*EXERCISE*
Please scale the data from its first line up to and including the line with "(1369, 439)", copying the requests too and multiplying every point coordinate in the answers by 1.65, rounded to whole numbers with halves going up. Leave the pictures out.

*RECORD LIST*
* * * * *

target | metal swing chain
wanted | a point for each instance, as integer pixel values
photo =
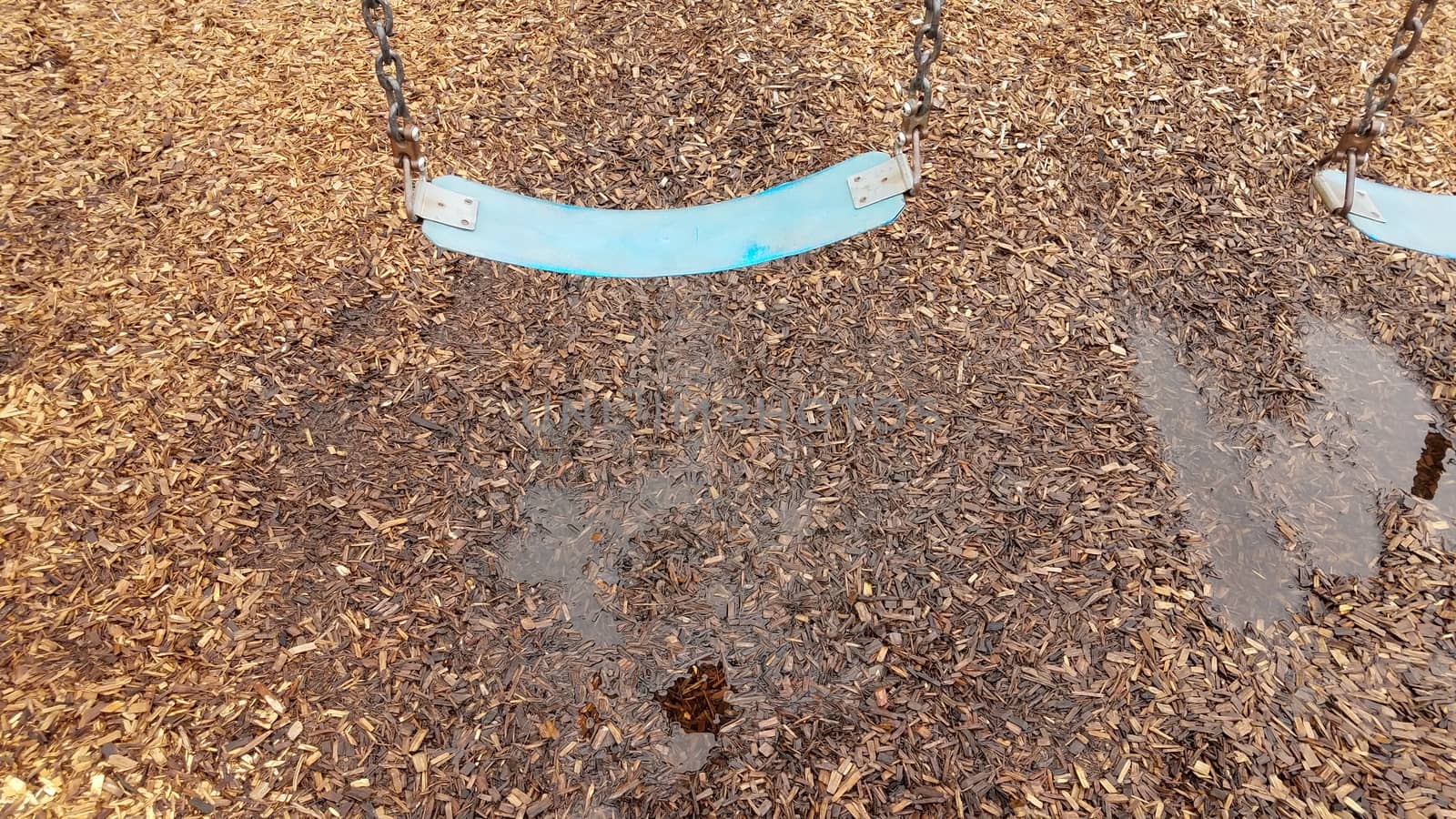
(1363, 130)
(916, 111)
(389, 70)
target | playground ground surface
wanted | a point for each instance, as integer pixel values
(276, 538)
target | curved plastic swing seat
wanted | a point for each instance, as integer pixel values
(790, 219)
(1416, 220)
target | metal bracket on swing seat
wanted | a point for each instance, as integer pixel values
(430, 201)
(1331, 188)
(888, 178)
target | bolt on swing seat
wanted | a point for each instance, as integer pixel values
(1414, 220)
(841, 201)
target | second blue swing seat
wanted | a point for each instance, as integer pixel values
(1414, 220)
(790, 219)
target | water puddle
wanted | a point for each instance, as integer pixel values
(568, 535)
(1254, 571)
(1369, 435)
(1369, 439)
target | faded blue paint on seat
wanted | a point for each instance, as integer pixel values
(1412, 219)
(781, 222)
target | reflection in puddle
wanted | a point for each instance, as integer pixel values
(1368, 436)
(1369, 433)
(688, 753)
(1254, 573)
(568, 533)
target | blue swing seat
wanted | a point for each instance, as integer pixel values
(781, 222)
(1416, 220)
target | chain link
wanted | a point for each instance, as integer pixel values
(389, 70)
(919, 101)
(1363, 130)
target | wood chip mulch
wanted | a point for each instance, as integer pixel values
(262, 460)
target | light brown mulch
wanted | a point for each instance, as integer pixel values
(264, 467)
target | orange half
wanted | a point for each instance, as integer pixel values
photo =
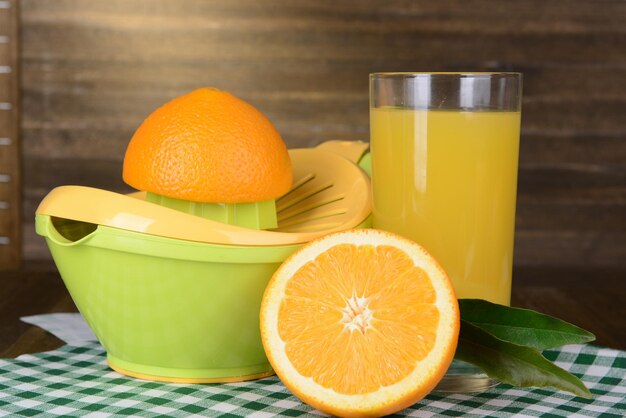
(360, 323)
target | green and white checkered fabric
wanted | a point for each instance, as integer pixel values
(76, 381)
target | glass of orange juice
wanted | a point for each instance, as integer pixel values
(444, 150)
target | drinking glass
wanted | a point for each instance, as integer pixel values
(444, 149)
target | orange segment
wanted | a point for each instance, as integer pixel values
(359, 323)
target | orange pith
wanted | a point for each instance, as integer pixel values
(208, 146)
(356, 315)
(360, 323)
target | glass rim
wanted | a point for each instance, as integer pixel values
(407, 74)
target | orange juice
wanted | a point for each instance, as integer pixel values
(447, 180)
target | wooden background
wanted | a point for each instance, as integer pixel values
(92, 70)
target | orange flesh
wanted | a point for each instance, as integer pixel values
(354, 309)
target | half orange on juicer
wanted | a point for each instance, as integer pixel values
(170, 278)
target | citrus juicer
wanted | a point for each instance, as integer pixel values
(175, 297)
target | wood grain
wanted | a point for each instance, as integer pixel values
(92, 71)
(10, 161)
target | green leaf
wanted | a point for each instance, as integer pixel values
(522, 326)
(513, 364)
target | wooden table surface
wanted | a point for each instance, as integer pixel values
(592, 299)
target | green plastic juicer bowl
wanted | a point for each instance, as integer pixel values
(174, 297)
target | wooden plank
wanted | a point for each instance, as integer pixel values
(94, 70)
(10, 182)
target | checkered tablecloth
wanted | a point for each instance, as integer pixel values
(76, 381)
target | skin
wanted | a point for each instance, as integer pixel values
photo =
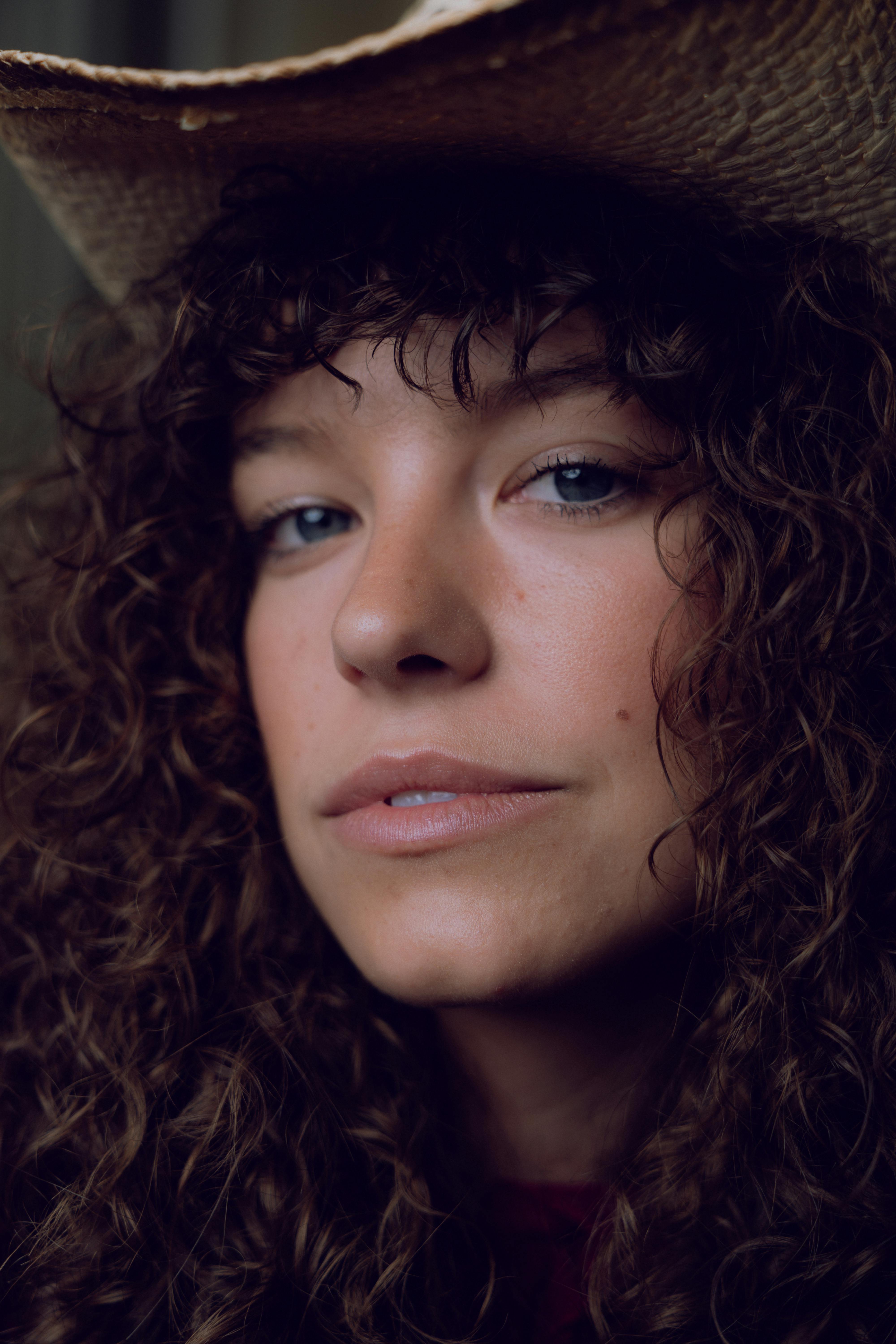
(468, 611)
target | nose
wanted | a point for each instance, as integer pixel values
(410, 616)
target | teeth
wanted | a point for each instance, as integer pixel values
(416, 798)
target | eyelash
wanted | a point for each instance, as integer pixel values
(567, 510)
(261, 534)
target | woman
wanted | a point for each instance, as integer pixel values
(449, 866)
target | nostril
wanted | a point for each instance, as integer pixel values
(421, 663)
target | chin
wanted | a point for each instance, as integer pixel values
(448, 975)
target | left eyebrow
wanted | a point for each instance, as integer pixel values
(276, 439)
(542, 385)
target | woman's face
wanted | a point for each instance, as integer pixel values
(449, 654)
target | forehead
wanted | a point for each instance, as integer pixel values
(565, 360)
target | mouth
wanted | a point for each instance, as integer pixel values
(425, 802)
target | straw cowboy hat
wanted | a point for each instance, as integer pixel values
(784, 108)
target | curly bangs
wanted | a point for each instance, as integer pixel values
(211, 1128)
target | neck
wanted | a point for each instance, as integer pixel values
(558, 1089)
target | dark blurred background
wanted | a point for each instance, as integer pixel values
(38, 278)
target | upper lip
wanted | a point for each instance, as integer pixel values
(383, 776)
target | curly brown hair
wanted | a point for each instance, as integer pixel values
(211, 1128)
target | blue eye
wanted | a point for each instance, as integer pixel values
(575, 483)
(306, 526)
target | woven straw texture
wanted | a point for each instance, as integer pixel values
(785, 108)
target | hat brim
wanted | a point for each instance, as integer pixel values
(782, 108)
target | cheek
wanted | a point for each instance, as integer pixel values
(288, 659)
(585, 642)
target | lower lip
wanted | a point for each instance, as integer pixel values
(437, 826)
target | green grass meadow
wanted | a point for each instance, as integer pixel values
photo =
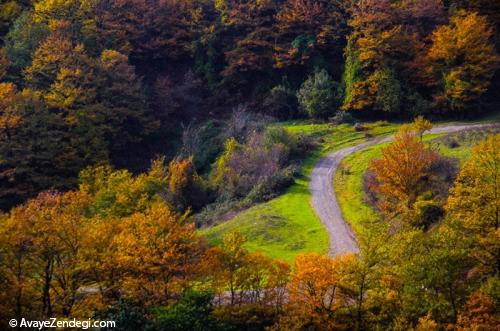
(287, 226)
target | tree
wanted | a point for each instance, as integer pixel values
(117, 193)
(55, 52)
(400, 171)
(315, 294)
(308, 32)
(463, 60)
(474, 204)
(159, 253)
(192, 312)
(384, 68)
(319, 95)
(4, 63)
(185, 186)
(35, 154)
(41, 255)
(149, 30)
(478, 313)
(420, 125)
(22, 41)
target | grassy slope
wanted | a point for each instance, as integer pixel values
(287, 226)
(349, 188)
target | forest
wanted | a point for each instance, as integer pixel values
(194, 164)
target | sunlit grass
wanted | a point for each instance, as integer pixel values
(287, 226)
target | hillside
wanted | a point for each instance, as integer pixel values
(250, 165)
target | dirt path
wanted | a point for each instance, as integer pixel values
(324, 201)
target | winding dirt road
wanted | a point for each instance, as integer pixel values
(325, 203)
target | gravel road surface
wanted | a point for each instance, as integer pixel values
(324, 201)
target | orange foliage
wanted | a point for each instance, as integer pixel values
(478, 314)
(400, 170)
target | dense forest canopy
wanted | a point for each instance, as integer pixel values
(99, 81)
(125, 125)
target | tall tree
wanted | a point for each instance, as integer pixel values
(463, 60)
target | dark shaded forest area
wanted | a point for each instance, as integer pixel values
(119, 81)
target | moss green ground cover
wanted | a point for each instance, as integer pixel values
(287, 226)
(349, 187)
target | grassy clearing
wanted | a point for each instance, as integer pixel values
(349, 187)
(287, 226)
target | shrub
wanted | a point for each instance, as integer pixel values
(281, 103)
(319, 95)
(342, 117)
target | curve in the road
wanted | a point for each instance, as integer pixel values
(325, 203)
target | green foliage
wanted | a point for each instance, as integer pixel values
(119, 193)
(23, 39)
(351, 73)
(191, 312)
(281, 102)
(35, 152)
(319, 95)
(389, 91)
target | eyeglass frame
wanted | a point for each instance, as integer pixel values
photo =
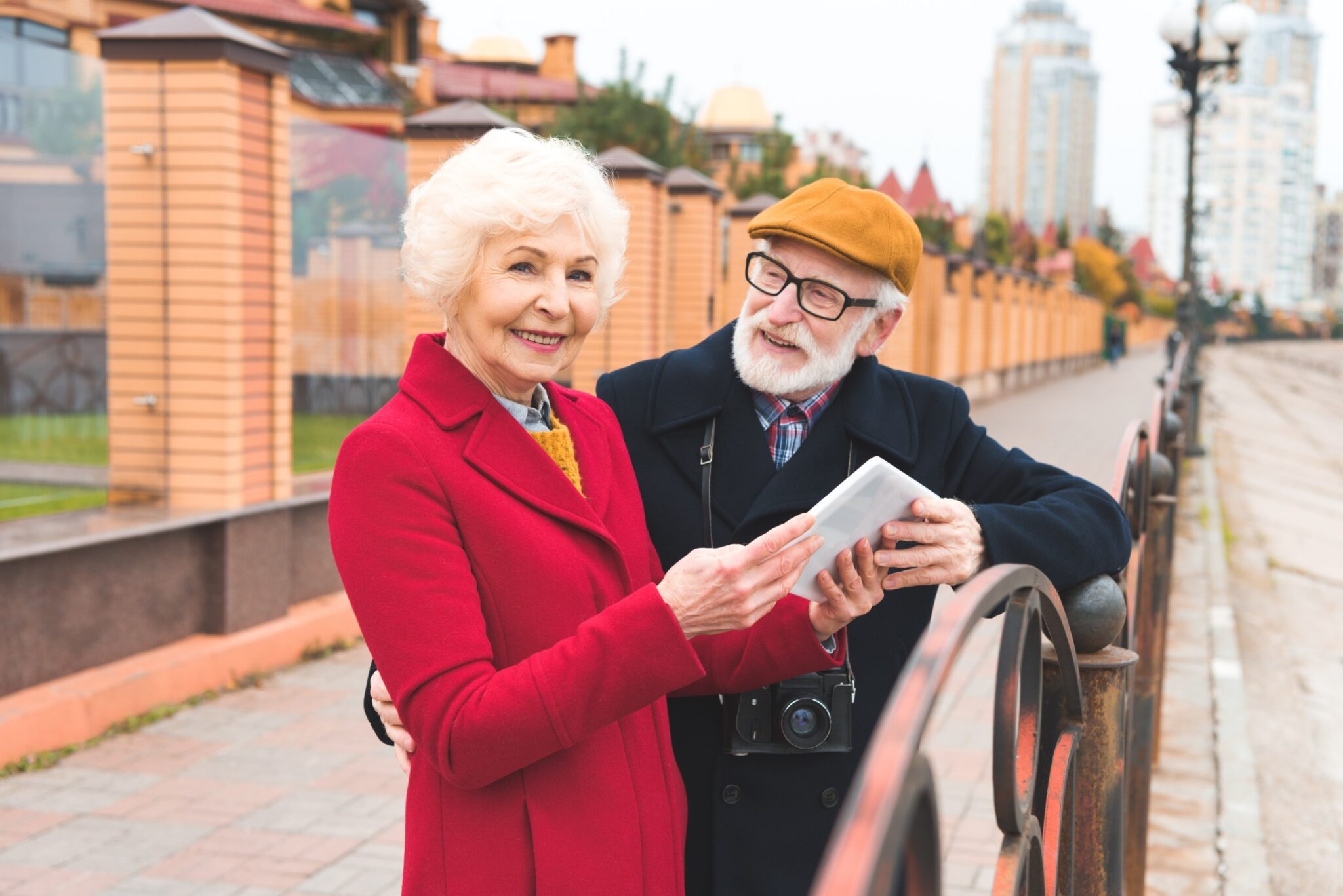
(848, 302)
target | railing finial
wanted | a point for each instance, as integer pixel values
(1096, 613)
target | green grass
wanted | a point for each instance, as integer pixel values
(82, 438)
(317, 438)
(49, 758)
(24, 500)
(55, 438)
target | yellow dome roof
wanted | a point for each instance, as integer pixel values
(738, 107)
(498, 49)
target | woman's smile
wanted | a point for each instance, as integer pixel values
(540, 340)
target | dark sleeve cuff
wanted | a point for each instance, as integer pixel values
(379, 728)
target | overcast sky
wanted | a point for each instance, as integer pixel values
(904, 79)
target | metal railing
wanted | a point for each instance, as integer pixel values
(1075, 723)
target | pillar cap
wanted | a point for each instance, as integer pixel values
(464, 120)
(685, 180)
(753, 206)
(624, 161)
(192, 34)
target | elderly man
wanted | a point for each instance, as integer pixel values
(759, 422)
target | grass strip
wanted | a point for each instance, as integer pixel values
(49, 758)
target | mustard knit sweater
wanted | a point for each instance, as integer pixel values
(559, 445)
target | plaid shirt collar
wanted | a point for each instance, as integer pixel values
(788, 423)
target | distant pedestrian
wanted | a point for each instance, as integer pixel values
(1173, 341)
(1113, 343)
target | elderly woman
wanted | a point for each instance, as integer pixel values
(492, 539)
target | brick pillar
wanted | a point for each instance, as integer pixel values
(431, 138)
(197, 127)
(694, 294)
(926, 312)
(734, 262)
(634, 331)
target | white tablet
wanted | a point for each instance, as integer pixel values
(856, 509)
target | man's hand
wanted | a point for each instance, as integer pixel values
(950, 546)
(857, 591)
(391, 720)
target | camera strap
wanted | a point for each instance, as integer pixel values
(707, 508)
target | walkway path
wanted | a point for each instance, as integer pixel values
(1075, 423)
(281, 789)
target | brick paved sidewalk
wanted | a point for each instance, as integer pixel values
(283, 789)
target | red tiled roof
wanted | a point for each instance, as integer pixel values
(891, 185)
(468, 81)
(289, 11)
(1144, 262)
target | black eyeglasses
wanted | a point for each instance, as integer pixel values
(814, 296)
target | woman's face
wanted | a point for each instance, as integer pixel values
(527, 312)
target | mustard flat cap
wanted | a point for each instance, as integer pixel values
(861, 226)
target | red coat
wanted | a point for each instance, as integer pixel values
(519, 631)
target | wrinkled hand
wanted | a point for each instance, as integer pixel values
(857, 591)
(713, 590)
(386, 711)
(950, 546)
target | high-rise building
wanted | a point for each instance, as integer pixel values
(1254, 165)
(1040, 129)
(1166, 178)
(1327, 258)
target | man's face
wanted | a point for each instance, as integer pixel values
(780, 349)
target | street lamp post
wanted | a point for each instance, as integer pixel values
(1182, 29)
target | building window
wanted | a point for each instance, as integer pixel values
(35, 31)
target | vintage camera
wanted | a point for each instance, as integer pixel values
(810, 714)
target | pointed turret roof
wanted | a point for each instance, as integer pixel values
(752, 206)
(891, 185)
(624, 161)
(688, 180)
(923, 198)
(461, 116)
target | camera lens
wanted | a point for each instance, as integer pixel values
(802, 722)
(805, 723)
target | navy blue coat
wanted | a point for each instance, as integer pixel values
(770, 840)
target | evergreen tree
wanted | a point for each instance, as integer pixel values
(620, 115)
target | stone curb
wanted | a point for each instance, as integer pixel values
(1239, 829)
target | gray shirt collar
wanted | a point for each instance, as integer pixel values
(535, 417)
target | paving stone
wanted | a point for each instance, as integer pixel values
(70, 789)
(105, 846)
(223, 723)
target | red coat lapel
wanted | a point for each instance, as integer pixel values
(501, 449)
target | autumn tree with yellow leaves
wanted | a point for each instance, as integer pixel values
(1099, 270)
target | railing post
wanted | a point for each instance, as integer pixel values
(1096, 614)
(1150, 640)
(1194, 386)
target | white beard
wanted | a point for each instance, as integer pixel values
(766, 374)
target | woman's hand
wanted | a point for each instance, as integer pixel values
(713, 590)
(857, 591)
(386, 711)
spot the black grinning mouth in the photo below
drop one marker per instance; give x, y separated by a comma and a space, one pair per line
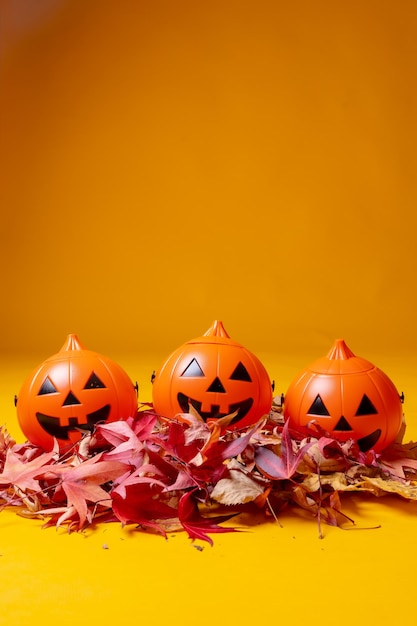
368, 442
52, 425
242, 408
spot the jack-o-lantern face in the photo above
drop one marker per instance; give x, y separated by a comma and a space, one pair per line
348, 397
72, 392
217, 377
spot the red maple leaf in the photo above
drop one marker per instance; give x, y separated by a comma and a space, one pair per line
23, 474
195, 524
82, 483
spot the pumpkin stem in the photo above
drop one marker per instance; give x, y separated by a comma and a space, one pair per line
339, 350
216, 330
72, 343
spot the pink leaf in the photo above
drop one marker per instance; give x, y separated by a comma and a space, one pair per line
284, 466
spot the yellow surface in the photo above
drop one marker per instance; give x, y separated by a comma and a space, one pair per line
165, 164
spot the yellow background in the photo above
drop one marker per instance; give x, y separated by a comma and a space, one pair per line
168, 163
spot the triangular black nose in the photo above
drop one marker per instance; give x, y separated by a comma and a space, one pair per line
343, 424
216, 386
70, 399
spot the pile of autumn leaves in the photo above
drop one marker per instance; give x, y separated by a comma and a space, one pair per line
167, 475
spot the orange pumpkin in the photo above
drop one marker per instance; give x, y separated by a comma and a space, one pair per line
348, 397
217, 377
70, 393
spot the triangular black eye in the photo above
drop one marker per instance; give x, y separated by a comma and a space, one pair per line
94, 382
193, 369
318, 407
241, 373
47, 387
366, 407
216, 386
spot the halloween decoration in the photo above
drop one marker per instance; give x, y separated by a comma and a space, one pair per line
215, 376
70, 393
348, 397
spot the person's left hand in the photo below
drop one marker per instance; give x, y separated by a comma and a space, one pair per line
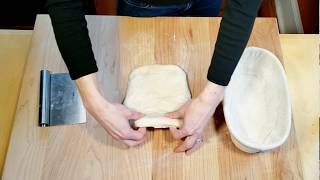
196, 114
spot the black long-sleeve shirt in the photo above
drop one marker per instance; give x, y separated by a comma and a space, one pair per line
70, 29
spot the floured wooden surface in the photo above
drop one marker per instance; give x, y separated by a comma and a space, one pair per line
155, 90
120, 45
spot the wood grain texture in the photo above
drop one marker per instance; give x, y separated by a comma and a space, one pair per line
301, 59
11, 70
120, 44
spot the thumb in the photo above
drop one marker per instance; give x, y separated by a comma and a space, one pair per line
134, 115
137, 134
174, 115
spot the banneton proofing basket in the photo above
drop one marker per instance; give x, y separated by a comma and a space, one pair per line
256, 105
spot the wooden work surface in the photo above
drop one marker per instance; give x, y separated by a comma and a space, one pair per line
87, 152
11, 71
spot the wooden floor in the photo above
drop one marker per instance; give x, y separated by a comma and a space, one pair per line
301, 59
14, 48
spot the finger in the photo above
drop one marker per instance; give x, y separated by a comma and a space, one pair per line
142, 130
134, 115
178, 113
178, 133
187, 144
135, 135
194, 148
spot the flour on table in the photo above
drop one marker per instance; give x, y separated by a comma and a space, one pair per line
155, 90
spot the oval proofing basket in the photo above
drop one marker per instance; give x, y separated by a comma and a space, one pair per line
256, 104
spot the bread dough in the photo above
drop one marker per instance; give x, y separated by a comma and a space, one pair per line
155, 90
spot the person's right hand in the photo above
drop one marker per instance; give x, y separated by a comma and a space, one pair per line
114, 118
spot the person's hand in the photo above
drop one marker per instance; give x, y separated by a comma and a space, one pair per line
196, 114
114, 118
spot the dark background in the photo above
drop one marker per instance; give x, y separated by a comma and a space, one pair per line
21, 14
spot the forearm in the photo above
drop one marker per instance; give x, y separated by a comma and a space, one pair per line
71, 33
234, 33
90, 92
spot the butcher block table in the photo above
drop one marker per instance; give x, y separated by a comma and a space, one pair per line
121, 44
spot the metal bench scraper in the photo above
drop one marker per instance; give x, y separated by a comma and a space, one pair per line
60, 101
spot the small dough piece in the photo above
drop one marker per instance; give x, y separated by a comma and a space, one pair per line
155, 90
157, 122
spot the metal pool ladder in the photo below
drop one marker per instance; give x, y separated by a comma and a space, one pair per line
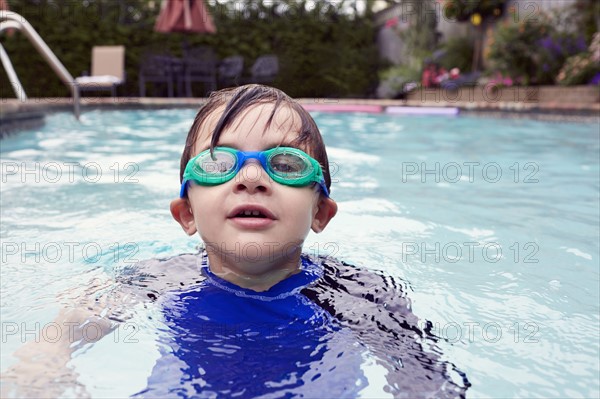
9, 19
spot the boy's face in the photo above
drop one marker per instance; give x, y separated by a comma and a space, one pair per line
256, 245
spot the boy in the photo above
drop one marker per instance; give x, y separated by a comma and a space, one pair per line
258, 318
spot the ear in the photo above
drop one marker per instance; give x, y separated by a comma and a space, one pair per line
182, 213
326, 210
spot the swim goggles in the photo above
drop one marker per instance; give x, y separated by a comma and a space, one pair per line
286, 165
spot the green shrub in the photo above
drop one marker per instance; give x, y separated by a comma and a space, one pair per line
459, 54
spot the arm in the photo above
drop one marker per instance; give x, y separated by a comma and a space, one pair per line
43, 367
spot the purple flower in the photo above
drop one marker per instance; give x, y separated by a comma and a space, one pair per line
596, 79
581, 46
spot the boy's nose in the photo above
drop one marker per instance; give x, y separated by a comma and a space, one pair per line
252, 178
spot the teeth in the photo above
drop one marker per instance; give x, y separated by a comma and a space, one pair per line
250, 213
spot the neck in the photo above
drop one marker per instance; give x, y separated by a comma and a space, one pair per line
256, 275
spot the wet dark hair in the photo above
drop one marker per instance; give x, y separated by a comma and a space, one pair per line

* * * * *

*RESULT*
target | metal swing chain
wanted | a point for each instance, as integer pixel values
photo =
(2249, 215)
(1511, 183)
(642, 116)
target | playground ground surface
wanted | a point for each instance, as integer pixel values
(455, 888)
target | curved plastic swing seat
wanted | a point for each instance, as integer pixel values
(1304, 361)
(2336, 363)
target | metal bracket on swing seat
wanted | a point for each instance, as integer pixel values
(710, 332)
(2196, 310)
(1465, 294)
target | bolt on swing seat
wanted | a point for each instance, as integer pixel values
(2333, 363)
(1388, 332)
target | second blue swing seat
wanted | a point for each instance, as integer pixel values
(2333, 363)
(1304, 361)
target | water puddle
wanted | a point for each instance, as integer pixel values
(937, 883)
(2069, 942)
(2259, 718)
(2259, 724)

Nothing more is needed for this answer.